What about child support if you’ve lost your income due to coronavirus?
The coronavirus pandemic has affected all facets of society and stripped thousands of people of a large part of their income for several months at least. In situations like this it can often be a challenge to pay all your living expenses as well as child support. What can be done to make your situation easier?
How can child support be decreased?
First of all we always recommend attempting to reach an agreement with your co-parent before heading to court. An agreement is the fastest, least aggressive solution, though of course it is not always possible to achieve. In that case you have no recourse but to go to court with a motion to adjust the amount of child support under Section 923 of the Civil Code.
Section 923 allows the court to change the agreement and previous decisions on child support for minor children in the event of a material change in the circumstances of the child and/or the parent paying child support. The court can decrease, increase or cancel the child support payments.
What counts as a material change in circumstances?
A material change in circumstances for the parent required to pay child support means, for instance, loss of employment, disability, bankruptcy, or the creation or expiration of other child support obligations. In short, it refers to an objective state the parent encountered, whether by the parent's own doing or not.
If the parent has lost their means of support due to temporary loss of employment, the court will review the reasons for the situation and the other financial circumstances of the parent required to pay support, i.e. the other potential sources of income, existing property, the parent's lifestyle and financial circumstances of other relatives.
================================
*Assigned task A*.
Can you copy the child support article word for word, between "Section 923 allows" and "change in circumstances?", inclusive?
*Assigned task B*.
How would the article on child support during the coronavirus pandemic go on? Write its next part, starting after its last sentence.
These rows come from a separate source.

[Saved entries]
================================
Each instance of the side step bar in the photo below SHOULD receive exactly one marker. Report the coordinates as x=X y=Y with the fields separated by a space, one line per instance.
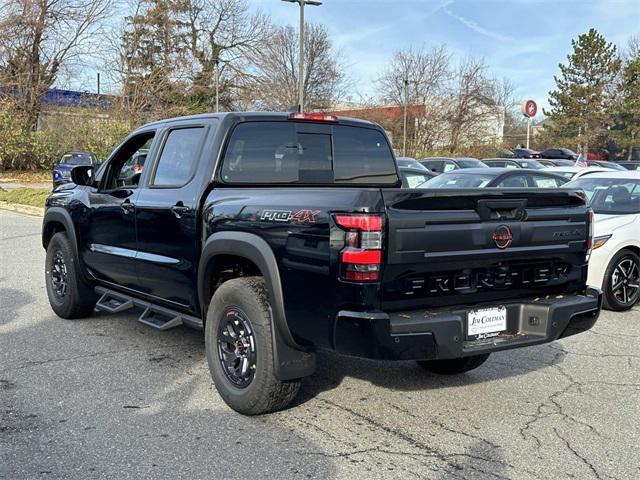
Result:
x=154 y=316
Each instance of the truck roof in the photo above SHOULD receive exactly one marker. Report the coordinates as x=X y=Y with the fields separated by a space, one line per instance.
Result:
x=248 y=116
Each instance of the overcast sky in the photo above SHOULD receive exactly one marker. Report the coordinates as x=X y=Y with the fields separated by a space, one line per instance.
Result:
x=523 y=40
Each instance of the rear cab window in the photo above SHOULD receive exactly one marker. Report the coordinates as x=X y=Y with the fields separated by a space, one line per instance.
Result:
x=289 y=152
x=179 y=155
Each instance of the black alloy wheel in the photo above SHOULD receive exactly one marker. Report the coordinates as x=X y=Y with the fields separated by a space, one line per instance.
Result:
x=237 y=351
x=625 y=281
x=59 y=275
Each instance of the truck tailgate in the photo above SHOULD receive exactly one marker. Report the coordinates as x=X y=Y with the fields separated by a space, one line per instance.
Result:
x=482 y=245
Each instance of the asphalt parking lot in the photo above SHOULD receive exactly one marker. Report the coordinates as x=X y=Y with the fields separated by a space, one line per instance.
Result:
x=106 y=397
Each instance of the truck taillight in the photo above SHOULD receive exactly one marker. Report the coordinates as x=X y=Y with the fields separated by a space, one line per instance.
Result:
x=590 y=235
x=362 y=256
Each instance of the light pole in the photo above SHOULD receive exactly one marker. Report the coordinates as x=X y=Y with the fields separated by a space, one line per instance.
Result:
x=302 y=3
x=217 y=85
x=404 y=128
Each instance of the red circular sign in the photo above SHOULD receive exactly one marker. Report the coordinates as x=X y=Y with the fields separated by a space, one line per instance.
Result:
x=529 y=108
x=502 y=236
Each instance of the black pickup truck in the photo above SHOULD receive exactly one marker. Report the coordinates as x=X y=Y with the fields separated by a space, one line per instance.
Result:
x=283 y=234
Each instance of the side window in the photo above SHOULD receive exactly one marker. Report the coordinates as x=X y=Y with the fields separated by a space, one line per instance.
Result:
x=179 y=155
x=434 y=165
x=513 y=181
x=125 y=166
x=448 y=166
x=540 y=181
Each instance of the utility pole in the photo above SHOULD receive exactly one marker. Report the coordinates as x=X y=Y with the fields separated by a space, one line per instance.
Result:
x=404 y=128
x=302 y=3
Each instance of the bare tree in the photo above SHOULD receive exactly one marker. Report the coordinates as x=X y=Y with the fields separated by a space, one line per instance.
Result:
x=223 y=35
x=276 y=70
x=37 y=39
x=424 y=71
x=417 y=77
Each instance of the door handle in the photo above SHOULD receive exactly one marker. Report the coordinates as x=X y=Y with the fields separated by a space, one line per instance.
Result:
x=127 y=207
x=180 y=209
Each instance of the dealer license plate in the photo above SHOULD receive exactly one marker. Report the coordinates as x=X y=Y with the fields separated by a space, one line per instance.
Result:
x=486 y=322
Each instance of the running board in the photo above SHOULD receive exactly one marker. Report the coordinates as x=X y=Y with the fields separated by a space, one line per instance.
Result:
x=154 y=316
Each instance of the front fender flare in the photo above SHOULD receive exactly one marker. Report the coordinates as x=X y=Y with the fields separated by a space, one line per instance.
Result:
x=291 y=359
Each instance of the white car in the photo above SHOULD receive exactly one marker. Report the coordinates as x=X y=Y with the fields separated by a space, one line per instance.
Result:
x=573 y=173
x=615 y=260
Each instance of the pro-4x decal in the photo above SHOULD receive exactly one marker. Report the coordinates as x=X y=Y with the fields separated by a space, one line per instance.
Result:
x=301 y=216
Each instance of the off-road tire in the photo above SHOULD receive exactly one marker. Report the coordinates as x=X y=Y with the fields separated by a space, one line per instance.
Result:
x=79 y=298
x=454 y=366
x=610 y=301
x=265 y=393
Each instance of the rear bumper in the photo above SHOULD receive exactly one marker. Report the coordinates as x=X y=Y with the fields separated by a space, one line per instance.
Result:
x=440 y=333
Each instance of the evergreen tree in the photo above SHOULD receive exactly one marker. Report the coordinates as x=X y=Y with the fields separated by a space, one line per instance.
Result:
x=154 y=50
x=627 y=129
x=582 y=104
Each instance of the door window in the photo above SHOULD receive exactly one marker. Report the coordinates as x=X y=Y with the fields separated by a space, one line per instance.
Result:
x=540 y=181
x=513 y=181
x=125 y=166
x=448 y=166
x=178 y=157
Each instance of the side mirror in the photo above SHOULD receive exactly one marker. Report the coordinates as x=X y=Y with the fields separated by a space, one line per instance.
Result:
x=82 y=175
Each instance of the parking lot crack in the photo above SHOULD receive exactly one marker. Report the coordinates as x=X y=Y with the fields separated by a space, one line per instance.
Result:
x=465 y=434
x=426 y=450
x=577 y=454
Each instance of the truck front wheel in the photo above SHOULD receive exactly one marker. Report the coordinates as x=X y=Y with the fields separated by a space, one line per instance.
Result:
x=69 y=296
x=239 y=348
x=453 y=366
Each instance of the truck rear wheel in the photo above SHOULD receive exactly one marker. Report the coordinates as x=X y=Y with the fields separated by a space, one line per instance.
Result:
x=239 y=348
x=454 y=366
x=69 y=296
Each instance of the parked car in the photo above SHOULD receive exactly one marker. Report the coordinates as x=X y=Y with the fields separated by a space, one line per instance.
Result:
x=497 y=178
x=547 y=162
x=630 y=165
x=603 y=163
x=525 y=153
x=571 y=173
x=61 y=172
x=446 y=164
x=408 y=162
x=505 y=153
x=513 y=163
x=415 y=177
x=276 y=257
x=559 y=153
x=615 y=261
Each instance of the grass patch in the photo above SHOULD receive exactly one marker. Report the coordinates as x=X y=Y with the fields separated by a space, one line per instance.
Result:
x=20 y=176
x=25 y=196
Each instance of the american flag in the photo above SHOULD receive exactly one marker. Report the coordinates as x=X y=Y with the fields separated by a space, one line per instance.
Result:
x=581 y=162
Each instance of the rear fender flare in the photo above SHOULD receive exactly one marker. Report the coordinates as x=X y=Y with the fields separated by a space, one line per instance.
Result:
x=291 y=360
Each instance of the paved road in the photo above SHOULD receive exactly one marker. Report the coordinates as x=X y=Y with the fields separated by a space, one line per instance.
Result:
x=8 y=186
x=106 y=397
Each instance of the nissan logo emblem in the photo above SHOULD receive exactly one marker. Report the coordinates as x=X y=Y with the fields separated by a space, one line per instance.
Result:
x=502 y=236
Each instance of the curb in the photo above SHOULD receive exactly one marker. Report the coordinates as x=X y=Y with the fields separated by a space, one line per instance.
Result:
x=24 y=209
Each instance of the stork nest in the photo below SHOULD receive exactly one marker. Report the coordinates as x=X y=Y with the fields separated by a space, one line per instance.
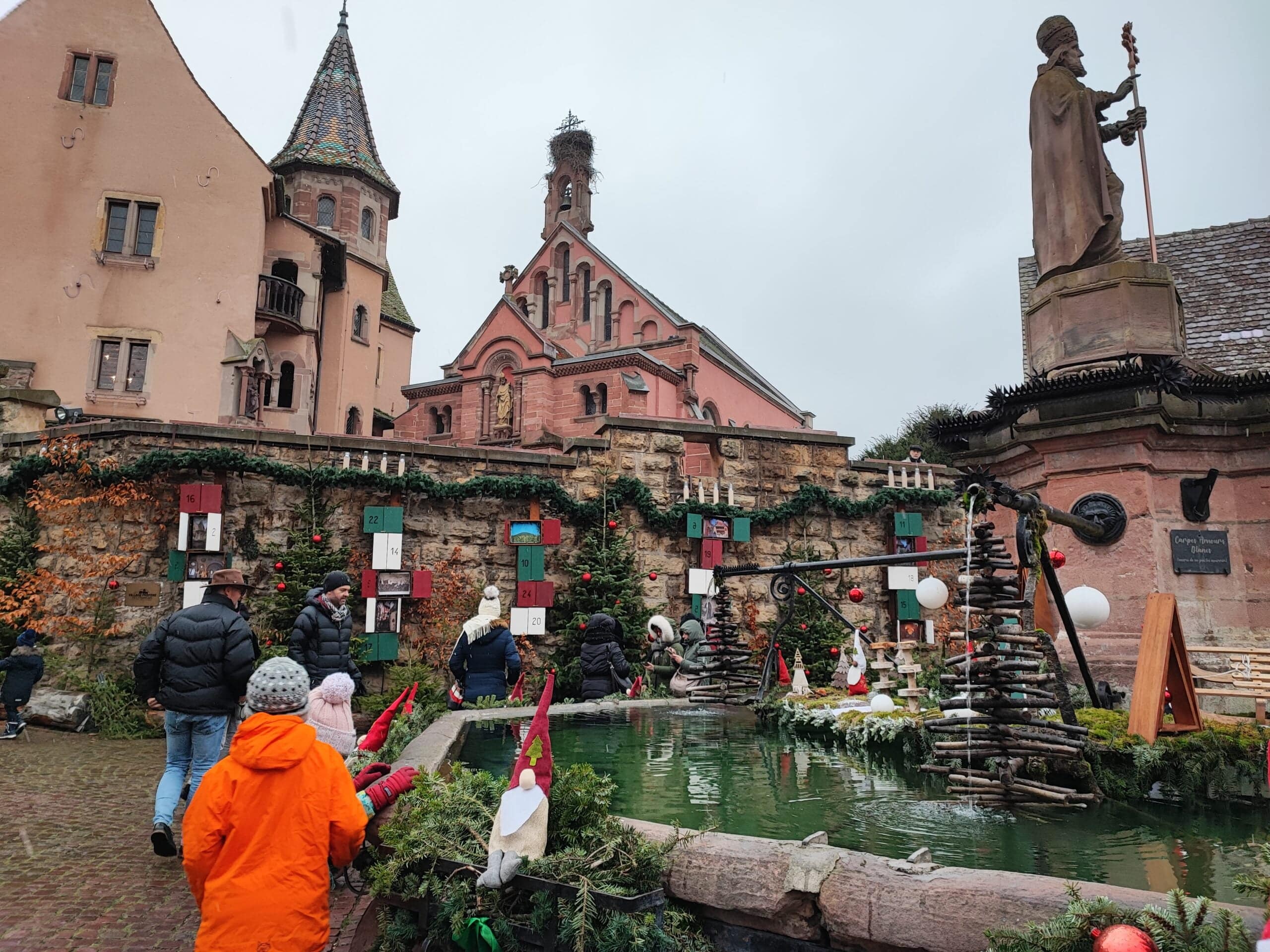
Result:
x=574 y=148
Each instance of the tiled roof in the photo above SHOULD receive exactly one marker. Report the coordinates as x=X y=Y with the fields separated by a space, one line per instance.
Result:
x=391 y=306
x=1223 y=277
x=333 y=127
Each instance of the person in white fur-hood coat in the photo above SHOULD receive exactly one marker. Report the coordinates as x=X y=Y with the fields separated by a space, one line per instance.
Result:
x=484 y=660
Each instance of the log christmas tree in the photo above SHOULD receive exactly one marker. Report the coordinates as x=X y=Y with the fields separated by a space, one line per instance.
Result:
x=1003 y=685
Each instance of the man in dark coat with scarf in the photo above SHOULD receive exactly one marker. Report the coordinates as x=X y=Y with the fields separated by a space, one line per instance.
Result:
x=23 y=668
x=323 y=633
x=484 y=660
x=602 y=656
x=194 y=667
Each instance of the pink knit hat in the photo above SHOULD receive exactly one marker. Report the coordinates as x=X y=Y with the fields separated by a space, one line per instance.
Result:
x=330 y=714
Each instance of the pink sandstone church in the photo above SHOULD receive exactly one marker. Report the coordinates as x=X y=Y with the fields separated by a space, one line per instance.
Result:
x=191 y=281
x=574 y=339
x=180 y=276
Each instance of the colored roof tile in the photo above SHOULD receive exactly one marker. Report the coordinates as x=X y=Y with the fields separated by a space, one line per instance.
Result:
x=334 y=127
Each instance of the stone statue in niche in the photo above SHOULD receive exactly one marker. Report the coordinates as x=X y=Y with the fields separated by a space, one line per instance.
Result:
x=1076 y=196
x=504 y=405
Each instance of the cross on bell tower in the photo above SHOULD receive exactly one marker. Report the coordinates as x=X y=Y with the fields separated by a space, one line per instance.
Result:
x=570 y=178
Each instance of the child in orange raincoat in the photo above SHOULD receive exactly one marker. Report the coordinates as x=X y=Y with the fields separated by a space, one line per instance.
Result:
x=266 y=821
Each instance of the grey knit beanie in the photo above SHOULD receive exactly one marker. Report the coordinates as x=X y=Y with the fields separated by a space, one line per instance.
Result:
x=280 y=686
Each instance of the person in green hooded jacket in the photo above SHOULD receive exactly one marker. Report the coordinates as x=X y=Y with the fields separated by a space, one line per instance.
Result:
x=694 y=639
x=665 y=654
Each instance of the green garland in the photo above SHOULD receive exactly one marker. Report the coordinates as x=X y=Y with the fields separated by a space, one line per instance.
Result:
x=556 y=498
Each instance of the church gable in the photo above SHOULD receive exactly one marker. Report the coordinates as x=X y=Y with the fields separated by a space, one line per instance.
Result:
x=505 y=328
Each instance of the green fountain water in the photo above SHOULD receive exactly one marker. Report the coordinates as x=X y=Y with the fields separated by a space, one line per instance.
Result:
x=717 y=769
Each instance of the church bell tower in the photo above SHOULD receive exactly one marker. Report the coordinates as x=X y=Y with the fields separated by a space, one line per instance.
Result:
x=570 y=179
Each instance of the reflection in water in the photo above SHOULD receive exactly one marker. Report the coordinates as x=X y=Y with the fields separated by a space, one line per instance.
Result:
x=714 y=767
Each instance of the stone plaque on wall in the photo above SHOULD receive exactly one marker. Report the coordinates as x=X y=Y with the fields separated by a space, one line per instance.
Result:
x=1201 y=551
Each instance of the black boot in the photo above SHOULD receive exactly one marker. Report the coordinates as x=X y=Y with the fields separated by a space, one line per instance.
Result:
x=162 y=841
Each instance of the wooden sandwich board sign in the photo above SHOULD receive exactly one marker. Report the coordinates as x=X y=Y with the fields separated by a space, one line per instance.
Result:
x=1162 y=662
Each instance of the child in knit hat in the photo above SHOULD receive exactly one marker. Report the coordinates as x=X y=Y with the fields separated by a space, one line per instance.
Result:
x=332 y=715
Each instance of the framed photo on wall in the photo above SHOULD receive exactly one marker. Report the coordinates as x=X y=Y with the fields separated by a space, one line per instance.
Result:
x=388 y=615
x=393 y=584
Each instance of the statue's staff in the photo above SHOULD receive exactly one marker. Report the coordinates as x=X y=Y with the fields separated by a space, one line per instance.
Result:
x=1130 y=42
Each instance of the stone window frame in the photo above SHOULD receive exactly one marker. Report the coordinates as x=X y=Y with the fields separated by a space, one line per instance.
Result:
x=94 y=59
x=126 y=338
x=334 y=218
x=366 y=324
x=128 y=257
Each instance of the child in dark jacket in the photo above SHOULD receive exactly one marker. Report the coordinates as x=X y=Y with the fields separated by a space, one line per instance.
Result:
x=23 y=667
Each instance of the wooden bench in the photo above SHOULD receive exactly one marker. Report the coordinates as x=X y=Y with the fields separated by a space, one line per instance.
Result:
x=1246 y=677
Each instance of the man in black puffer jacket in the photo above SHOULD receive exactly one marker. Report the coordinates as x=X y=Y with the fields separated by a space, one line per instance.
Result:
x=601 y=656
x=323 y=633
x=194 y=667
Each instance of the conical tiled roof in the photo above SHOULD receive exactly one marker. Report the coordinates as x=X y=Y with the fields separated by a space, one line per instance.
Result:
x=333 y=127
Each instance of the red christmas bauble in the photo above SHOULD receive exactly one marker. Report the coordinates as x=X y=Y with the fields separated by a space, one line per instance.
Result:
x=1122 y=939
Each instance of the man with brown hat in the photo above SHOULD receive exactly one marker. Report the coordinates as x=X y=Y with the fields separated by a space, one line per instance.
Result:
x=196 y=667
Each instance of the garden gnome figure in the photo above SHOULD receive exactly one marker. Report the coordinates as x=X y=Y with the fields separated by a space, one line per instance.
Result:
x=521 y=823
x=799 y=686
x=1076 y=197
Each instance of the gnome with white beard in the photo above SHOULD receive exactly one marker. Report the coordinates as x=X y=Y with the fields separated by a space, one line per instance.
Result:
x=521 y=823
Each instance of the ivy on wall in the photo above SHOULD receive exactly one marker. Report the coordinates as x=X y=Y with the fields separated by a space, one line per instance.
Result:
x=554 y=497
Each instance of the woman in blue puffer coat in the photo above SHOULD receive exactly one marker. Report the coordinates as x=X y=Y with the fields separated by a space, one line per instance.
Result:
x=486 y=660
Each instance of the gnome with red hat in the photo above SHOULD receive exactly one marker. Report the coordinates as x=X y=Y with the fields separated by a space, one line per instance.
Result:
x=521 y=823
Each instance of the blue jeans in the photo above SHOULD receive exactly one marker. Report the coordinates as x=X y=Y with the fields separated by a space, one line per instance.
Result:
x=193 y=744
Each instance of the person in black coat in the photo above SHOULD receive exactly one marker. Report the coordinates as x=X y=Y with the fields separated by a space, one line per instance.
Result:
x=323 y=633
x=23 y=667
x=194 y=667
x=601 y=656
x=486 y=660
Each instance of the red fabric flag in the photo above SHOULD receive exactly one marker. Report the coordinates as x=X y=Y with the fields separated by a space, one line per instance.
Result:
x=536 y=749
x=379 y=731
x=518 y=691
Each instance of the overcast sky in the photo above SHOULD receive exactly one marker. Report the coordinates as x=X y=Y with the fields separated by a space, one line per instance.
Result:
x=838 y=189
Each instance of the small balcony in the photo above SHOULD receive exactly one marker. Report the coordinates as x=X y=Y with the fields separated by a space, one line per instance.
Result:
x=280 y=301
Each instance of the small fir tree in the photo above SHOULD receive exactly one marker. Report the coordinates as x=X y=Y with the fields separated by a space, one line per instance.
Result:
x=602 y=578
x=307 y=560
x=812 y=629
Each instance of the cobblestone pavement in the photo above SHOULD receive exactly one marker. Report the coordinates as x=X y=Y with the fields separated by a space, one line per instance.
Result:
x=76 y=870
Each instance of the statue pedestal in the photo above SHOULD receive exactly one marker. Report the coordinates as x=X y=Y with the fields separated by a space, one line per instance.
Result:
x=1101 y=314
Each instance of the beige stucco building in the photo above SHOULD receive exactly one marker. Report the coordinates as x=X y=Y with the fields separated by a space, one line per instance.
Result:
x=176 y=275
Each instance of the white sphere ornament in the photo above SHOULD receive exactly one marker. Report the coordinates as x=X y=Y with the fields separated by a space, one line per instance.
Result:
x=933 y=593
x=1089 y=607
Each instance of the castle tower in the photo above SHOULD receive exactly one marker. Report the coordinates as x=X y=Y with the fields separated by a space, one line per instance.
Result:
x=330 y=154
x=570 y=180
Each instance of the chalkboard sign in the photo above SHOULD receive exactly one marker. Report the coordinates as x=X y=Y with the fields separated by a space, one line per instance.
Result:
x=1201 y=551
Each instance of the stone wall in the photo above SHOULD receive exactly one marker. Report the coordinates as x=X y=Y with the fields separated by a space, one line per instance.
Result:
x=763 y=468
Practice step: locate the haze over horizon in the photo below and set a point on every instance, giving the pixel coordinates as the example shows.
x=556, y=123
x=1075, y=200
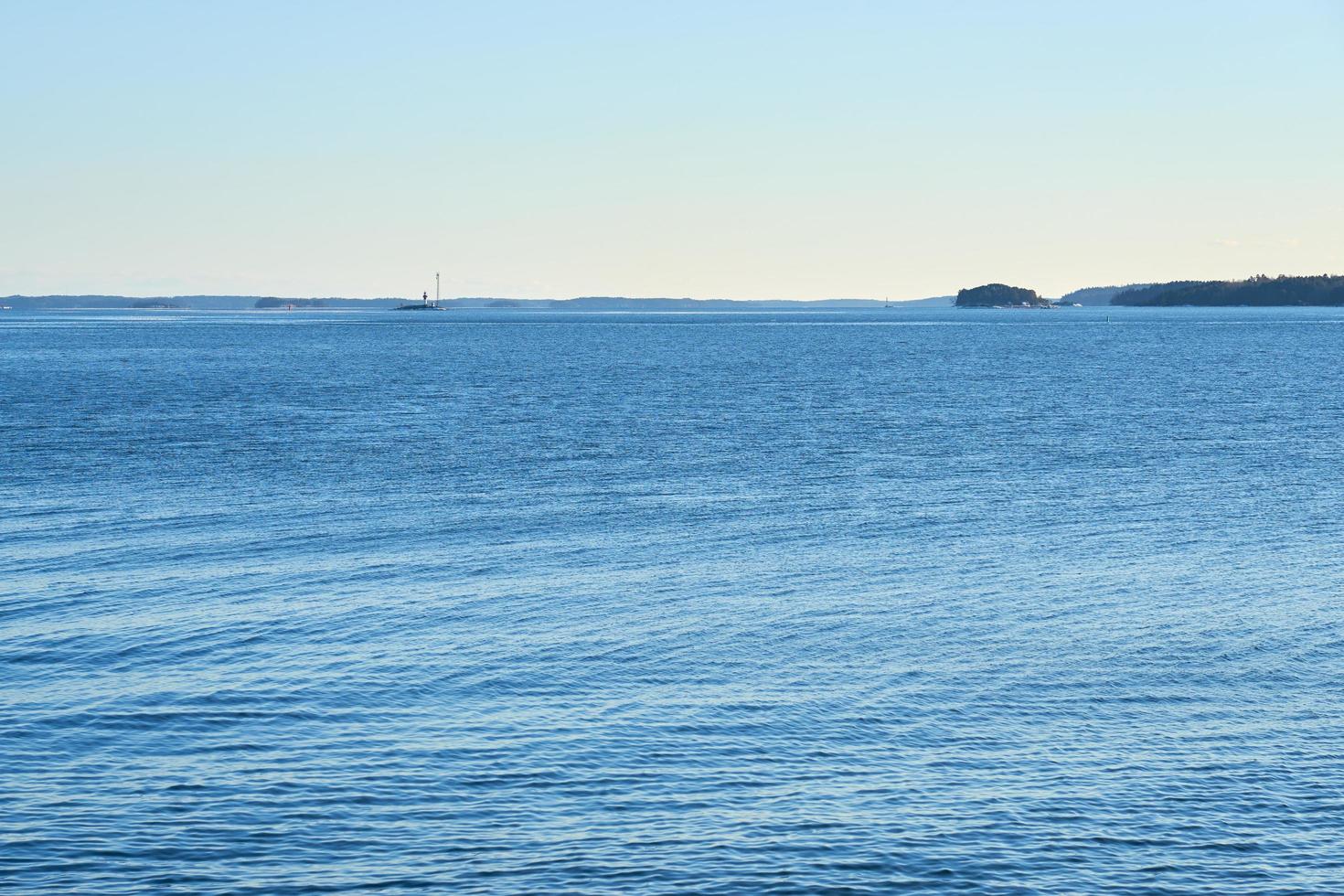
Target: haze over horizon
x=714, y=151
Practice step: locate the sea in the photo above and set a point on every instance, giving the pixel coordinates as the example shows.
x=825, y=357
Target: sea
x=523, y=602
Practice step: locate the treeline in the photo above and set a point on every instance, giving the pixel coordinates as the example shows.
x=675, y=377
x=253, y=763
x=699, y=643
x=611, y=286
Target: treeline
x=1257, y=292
================================
*Written reply A*.
Section 923 allows the court to change the agreement and previous decisions on child support for minor children in the event of a material change in the circumstances of the child and/or the parent paying child support. The court can decrease, increase or cancel the child support payments.
What counts as a material change in circumstances?

*Written reply B*.
If the parent remains unemployed, the situation becomes somewhat more complicated, especially if they do not have any other property or prospects for other income. In such cases, courts usually rely on information from the relevant unemployment office: whether the parent required to pay child support is listed as a job seeker, whether positions are available in the parent's field, how much the parent could earn given their qualifications and experience, and whether the parent has a realistic chance of finding employment.
How will the court decide?
If the court reviews the criteria above and concludes that the parent has experienced a material loss of income through no fault of their own and child support payments could threaten the parent's minimum required income, the court can decide to decrease the child support payments.
Many parents with child support obligations have become unable to pay their child support due to the coronavirus pandemic. Parents in that situation have the option of filing a court motion to decrease child support payments. It is reasonable to assume that in the present circumstances, where entire industries are unable to function because of government restrictions, proving loss of income through no fault of the parent's own should not be difficult. The outcome, of course, will also depend partly on the other factors mentioned above and the court's discretion.